• WHAT THIS EXERCISE ASKS:
**a)** Edit the part of the description of US-China trade that opens with the words containing "The surprising story" and closes with "of global capitalism.", swapping "customers" for "buyers" throughout.
**b)** In the description of US-China trade, condense the paragraph beginning "Drawing on Chinese- and English-language sources" into a bulleted list that keeps its main facts.

• PROVIDED TEXT:
^^^^^^^^

The surprising story of how Cold War foes found common cause in transforming China’s economy into a source of cheap labor, creating the economic interdependence that characterizes our world today.
For centuries, the vastness of the Chinese market tempted foreign companies in search of customers. But in the 1970s, when the United States and China ended two decades of Cold War isolation, China’s trade relations veered in a very different direction. Elizabeth Ingleson shows how the interests of US business and the Chinese state aligned to reframe the China market: the old dream of plentiful customers gave way to a new vision of low-cost workers by the hundreds of millions. In the process, the world’s largest communist state became an indispensable component of global capitalism.
Drawing on Chinese- and English-language sources, including previously unexplored corporate papers, Ingleson traces this transformation to the actions of Chinese policymakers, US diplomats, maverick entrepreneurs, Chinese American traders, and executives from major US corporations including Boeing, Westinghouse, J. C. Penney, and Chase Manhattan Bank. Long before Walmart and Apple came to China, businesspeople such as Veronica Yhap, Han Fanyu, Suzanne Reynolds, and David Rockefeller instigated a trade revolution with lasting consequences. And while China’s economic reorganization was essential to these connections, Ingleson also highlights an underappreciated but crucial element of the convergence: the US corporate push for deindustrialization and its embrace by politicians.

^^^^^^^^

• EXERCISE DATA:
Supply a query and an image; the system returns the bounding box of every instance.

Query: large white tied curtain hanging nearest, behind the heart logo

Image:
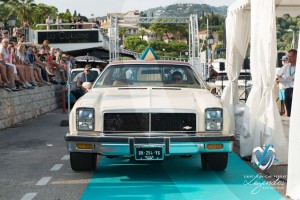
[240,0,287,164]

^^^^^^^^

• ANSWERS FOR THE TASKS:
**a)**
The surprising story of how Cold War foes found common cause in transforming China’s economy into a source of cheap labor, creating the economic interdependence that characterizes our world today.
For centuries, the vastness of the Chinese market tempted foreign companies in search of buyers. But in the 1970s, when the United States and China ended two decades of Cold War isolation, China’s trade relations veered in a very different direction. Elizabeth Ingleson shows how the interests of US business and the Chinese state aligned to reframe the China market: the old dream of plentiful buyers gave way to a new vision of low-cost workers by the hundreds of millions. In the process, the world’s largest communist state became an indispensable component of global capitalism.

**b)**
- Sources: Chinese- and English-language materials, including previously unexplored corporate papers.
- Actors behind the transformation: Chinese policymakers, US diplomats, maverick entrepreneurs, Chinese American traders, and executives from Boeing, Westinghouse, J. C. Penney, and Chase Manhattan Bank.
- Before Walmart and Apple came to China, businesspeople such as Veronica Yhap, Han Fanyu, Suzanne Reynolds, and David Rockefeller started a trade revolution with lasting consequences.
- China's economic reorganization was essential to these connections.
- An underappreciated but crucial element: the US corporate push for deindustrialization and politicians' embrace of it.